**What needs to be done:**
Could you reproduce, word for word, everything below from the line containing "A point marks every instance of the dark" down to the line containing "Target: white siding", with both of those lines included and no others?

**Data provided:**
┄┄┄┄┄┄┄┄┄┄┄┄┄┄┄┄┄┄┄┄
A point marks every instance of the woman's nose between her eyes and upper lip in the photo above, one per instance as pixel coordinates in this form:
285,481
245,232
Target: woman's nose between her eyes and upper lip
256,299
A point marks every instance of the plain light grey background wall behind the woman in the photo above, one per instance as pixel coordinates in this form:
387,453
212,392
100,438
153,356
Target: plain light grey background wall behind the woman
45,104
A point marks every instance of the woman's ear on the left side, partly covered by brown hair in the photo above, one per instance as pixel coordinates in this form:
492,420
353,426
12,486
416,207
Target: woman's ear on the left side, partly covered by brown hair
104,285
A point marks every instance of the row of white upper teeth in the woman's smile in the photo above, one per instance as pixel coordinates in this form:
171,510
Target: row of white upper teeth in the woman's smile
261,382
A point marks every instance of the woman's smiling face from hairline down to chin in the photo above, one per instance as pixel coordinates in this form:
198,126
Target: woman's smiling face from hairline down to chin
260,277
┄┄┄┄┄┄┄┄┄┄┄┄┄┄┄┄┄┄┄┄
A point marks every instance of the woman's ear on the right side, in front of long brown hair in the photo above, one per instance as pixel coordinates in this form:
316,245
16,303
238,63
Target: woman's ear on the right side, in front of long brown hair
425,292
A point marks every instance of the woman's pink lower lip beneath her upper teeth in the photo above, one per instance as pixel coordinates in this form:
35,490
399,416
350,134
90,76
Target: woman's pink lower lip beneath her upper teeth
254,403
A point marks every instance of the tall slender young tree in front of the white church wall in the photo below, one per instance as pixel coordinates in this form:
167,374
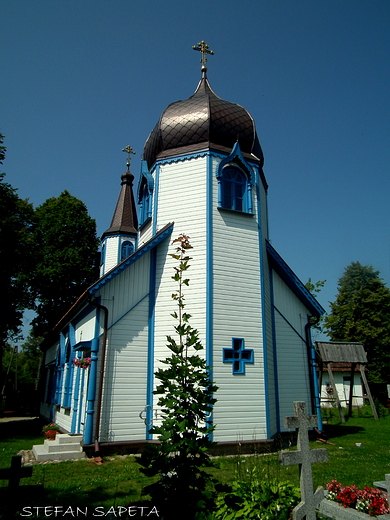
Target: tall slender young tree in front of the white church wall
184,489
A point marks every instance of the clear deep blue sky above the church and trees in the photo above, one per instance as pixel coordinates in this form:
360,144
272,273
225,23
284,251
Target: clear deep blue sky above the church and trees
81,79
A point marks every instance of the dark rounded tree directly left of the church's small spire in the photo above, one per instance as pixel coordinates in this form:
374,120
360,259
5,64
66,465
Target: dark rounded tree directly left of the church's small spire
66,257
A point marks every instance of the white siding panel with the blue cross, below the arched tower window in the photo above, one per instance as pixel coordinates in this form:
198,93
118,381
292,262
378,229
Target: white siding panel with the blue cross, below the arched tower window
┄┄┄┄┄┄┄┄┄┄┄┄┄┄┄┄┄┄┄┄
**Solution to this problem:**
A point marks every instance of the dark rounded tree directly left of the church's small spire in the photo above, one per instance as pixel coordinates in this form:
374,120
360,259
5,64
66,465
Target: dark rounded tree directly left of the church's small spire
66,257
A point marks every instance of the white siding panel with the blue cross, below the arched tower window in the photo above, one per instance as pixel coordinates in this form:
198,93
118,381
292,262
378,229
Target: white siding panel with the blue cross, below the arched tower window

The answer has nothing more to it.